* _Domande_
**1.** Riscrivi la parte del brano che si apre con le parole contenenti "Per quanto concerne il secondo" e si chiude con "l’imminenza della morte.", sostituendo "vittima primaria" con "vittima diretta".
**2.** Elenca tutte le espressioni del brano formate dalla parola "danno" seguita da una qualificazione.
**3.** Secondo il brano, per quale ragione il tribunale aveva ridotto l'importo previsto dai parametri tabellari?

Invece, il giudice, potrà non applicare i predetti parametri tabellari, qualora decida di effettuare una valutazione equitativa pura. Tuttavia, in questo caso, dovrà argomentare la logica che ha applicato il motivo per cui ha superato la regola tabellare.
Per quanto concerne il secondo motivo di impugnazione, la corte d’appello di Napoli ha esaminato l’istituto del danno biologico terminale.
A tal proposito, i giudici hanno ricordato che detto danno consiste nel pregiudizio non patrimoniale patito dalla vittima primaria nell’intervallo di tempo intercorso tra la lesione del bene salute e il sopraggiungere della morte. Si tratta di un danno da percezione, concretizzabile sia nella sofferenza fisica derivante dalle lesioni sia nella sofferenza psicologica (agonia) derivante dall’avvertita imminenza dell’exitus e si configura se, nel tempo che si dispiega tra la lesione ed il decesso, la persona si trovi in una condizione di lucidità agonica e, in quanto tale, in grado di percepire la sua situazione ed, in particolare, l’imminenza della morte.
In tal caso in cui la persona sia rimasta manifestamente lucida, ai fini del riconoscimento del danno, è irrilevante il lasso di tempo intercorso tra la lesione personale ed il decesso.
In termini, il presupposto per il risarcimento è la prova della cosciente e lucida percezione dell’ineluttabilità della propria fine da parte del paziente.
Potrebbero interessarti anche:
3. La decisione del Tribunale
Per quanto concerne il primo motivo di appello, la corte di secondo grado ha ritenuto fondato detto motivo, in quanto il tribunale di Napoli aveva effettuato una liquidazione equitativa pura del danno parentale invocato dagli attori, anche se in premessa aveva detto di far riferimento ai parametri tabellari a punti.
Infatti, il tribunale aveva ridotto l’importo previsto dai suddetti parametri dando rilievo al fatto che la condotta dei sanitari non aveva comportato la morte del paziente bensì la perdita di chance di sopravvivenza.

* _Dati registrati_
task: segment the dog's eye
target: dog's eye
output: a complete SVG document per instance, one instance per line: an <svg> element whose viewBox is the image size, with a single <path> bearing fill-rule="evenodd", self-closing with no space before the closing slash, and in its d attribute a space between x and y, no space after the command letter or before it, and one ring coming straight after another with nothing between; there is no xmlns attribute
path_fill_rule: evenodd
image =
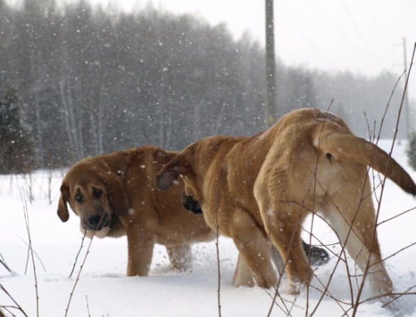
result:
<svg viewBox="0 0 416 317"><path fill-rule="evenodd" d="M78 195L76 195L75 200L80 203L83 200L83 194L78 194Z"/></svg>
<svg viewBox="0 0 416 317"><path fill-rule="evenodd" d="M100 197L103 194L103 191L101 189L94 189L94 194L96 197Z"/></svg>

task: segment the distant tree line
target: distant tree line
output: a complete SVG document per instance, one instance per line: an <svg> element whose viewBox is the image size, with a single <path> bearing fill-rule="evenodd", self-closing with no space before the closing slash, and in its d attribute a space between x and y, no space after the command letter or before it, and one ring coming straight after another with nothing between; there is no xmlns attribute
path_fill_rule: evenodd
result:
<svg viewBox="0 0 416 317"><path fill-rule="evenodd" d="M224 24L150 6L128 14L85 1L12 8L0 0L0 89L17 87L24 101L38 167L146 144L180 150L207 135L252 135L264 127L264 62L249 36L236 41ZM279 62L277 78L277 119L303 107L327 110L334 99L330 111L361 136L369 131L364 112L374 130L397 80ZM385 137L399 104L396 94Z"/></svg>

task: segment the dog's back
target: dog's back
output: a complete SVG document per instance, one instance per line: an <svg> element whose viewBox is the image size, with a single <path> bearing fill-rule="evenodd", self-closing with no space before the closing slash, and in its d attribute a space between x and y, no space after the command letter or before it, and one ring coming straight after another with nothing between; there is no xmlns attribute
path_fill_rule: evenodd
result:
<svg viewBox="0 0 416 317"><path fill-rule="evenodd" d="M388 155L355 136L331 114L304 109L284 117L257 178L254 192L265 229L280 250L293 280L312 275L300 252L300 226L319 212L365 272L375 293L392 284L382 262L367 166L416 194L408 174ZM370 257L370 254L372 256Z"/></svg>

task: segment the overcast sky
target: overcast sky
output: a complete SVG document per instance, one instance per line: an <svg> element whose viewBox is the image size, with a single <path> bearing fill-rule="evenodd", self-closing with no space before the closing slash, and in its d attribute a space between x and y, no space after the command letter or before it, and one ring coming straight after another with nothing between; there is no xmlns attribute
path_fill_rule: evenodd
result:
<svg viewBox="0 0 416 317"><path fill-rule="evenodd" d="M128 6L148 2L117 1ZM264 45L264 0L153 3L169 11L198 14L212 24L225 22L236 39L248 31ZM408 67L416 42L416 0L275 0L274 6L276 53L286 65L399 74L404 69L404 37ZM416 98L416 69L410 80L409 92Z"/></svg>
<svg viewBox="0 0 416 317"><path fill-rule="evenodd" d="M211 24L225 22L236 39L247 31L264 46L265 0L91 1L112 1L128 9L152 2L157 8L196 14ZM409 67L416 0L275 0L274 6L276 53L287 65L366 76L386 70L398 77L405 68L405 38ZM416 98L416 69L409 85Z"/></svg>

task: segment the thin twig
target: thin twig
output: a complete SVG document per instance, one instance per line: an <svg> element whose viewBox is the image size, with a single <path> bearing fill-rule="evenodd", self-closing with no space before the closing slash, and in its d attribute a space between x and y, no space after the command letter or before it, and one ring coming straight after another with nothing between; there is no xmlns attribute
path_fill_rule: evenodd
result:
<svg viewBox="0 0 416 317"><path fill-rule="evenodd" d="M19 234L17 234L17 237L28 246L28 251L31 250L31 246L29 246L28 244L28 243L26 241L25 241ZM39 260L39 262L40 262L40 264L42 264L42 267L44 268L44 271L46 271L46 268L45 268L45 266L44 265L43 262L42 262L42 260L40 259L40 257L39 257L39 256L37 255L37 254L36 253L36 252L33 250L33 254L35 255L36 255L36 257L37 258L37 259ZM27 260L26 260L26 268L28 266L28 263L27 263ZM24 273L26 274L26 270L24 271Z"/></svg>
<svg viewBox="0 0 416 317"><path fill-rule="evenodd" d="M403 108L403 103L404 102L404 96L406 95L406 90L407 90L408 83L408 80L409 80L409 76L410 75L410 72L411 72L411 69L412 69L412 65L413 64L413 59L415 58L415 51L416 51L416 43L415 43L415 47L413 49L413 53L412 55L412 60L410 61L410 65L409 66L409 71L408 73L408 76L407 76L407 78L406 78L406 84L404 85L403 95L402 95L402 97L401 97L401 102L400 103L400 107L399 108L399 114L397 115L397 123L396 123L396 130L395 130L395 135L393 137L393 141L392 142L391 151L389 153L388 158L388 160L387 160L387 164L386 164L386 167L385 167L386 171L384 173L385 175L386 175L385 172L387 171L387 169L388 168L388 164L389 164L391 155L392 155L392 153L393 152L393 147L395 146L395 141L396 140L396 137L397 136L397 132L399 131L399 122L400 121L400 114L401 113L401 109ZM379 137L380 137L380 135L379 135ZM384 192L384 185L385 184L385 179L386 179L386 176L384 177L384 179L383 179L383 180L382 182L382 184L381 184L381 193L380 193L380 203L381 202L381 199L383 198L383 194ZM375 240L375 237L376 237L376 233L375 232L376 232L376 228L377 227L377 219L379 218L379 212L380 212L380 207L381 207L381 205L379 204L379 207L377 208L377 212L376 213L376 222L374 223L374 230L373 234L372 234L372 243L371 243L371 247L370 247L370 254L369 259L368 259L368 261L367 261L367 263L365 271L364 272L364 275L363 276L363 280L361 281L361 286L358 289L358 292L357 293L357 296L356 296L356 305L354 307L354 311L353 311L353 313L352 313L352 317L355 316L356 314L357 309L358 309L358 305L359 305L359 302L359 302L360 297L361 295L361 293L362 293L363 289L364 287L364 282L365 281L365 277L367 277L367 275L368 273L368 270L370 268L370 259L371 259L371 250L372 250L372 248L373 248L373 246L374 246L374 240Z"/></svg>
<svg viewBox="0 0 416 317"><path fill-rule="evenodd" d="M1 255L1 253L0 253L0 258L1 258L0 263L1 263L1 264L3 264L3 266L6 268L7 271L8 271L10 273L12 273L12 271L10 269L10 268L6 264L6 262L4 261L4 258L3 257L3 255Z"/></svg>
<svg viewBox="0 0 416 317"><path fill-rule="evenodd" d="M36 276L36 266L35 266L35 257L33 257L33 248L32 247L32 239L31 238L31 230L29 227L29 214L28 213L28 205L24 200L25 206L23 207L24 212L24 221L26 222L26 230L28 232L28 237L29 239L29 247L32 254L32 264L33 265L33 274L35 275L35 289L36 290L36 316L39 317L39 293L37 290L37 277Z"/></svg>
<svg viewBox="0 0 416 317"><path fill-rule="evenodd" d="M219 236L219 226L218 226L218 212L220 209L220 195L221 194L220 191L220 180L221 180L221 161L218 162L218 169L217 171L217 188L216 193L216 202L215 202L215 209L216 209L216 252L217 252L217 266L218 271L218 316L221 317L221 297L220 297L220 290L221 290L221 273L220 273L220 249L218 247L218 236Z"/></svg>
<svg viewBox="0 0 416 317"><path fill-rule="evenodd" d="M3 291L4 293L6 293L6 295L7 295L8 296L8 298L12 300L12 301L15 303L15 305L16 305L16 307L11 307L12 308L15 308L17 309L18 310L19 310L20 311L21 311L21 313L26 316L28 317L28 315L24 312L24 311L23 310L23 308L21 308L20 307L20 305L19 304L17 304L17 302L15 300L15 299L12 297L12 295L6 291L6 289L4 288L4 286L1 284L1 283L0 283L0 289L1 291ZM10 312L10 311L9 311Z"/></svg>
<svg viewBox="0 0 416 317"><path fill-rule="evenodd" d="M83 246L84 246L84 239L85 239L85 235L87 234L87 230L85 230L84 232L84 237L83 237L83 241L81 242L81 246L80 248L80 250L78 250L78 254L76 255L76 257L75 258L75 262L73 263L73 266L72 267L72 271L71 271L71 274L69 274L69 277L71 278L71 277L72 276L72 273L73 273L73 270L75 269L75 266L76 264L76 262L78 260L78 255L80 255L80 253L81 252L81 249L83 248Z"/></svg>
<svg viewBox="0 0 416 317"><path fill-rule="evenodd" d="M89 307L88 306L88 296L86 295L85 300L87 300L87 311L88 311L88 317L91 317L91 314L89 314Z"/></svg>
<svg viewBox="0 0 416 317"><path fill-rule="evenodd" d="M78 272L78 276L76 277L76 280L75 280L75 284L73 284L73 287L72 289L72 291L71 292L71 295L69 295L69 300L68 300L68 306L67 306L67 309L65 309L65 317L68 316L68 311L69 310L69 305L71 305L71 300L72 299L72 295L73 295L73 292L75 291L75 288L76 287L76 284L78 284L80 280L80 275L81 275L81 271L83 271L83 268L84 267L84 264L85 264L85 261L87 260L87 256L88 253L89 253L89 248L91 248L91 244L92 243L92 240L95 234L91 237L91 240L89 241L89 244L88 245L88 248L87 249L87 254L85 254L85 257L84 257L84 261L81 264L81 267L80 268L80 271Z"/></svg>

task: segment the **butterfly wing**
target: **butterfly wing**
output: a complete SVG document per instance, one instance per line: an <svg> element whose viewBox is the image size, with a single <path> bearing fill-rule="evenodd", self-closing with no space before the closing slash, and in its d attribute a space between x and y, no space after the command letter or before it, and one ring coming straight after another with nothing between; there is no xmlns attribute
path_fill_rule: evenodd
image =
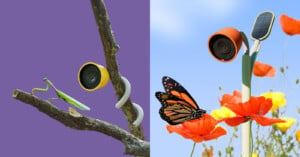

* _Risposte_
**1.**
Per quanto concerne il secondo motivo di impugnazione, la corte d’appello di Napoli ha esaminato l’istituto del danno biologico terminale.
A tal proposito, i giudici hanno ricordato che detto danno consiste nel pregiudizio non patrimoniale patito dalla vittima diretta nell’intervallo di tempo intercorso tra la lesione del bene salute e il sopraggiungere della morte. Si tratta di un danno da percezione, concretizzabile sia nella sofferenza fisica derivante dalle lesioni sia nella sofferenza psicologica (agonia) derivante dall’avvertita imminenza dell’exitus e si configura se, nel tempo che si dispiega tra la lesione ed il decesso, la persona si trovi in una condizione di lucidità agonica e, in quanto tale, in grado di percepire la sua situazione ed, in particolare, l’imminenza della morte.

**2.** danno biologico terminale; danno da percezione; danno parentale

**3.** Perché la condotta dei sanitari non aveva comportato la morte del paziente, bensì la perdita di chance di sopravvivenza.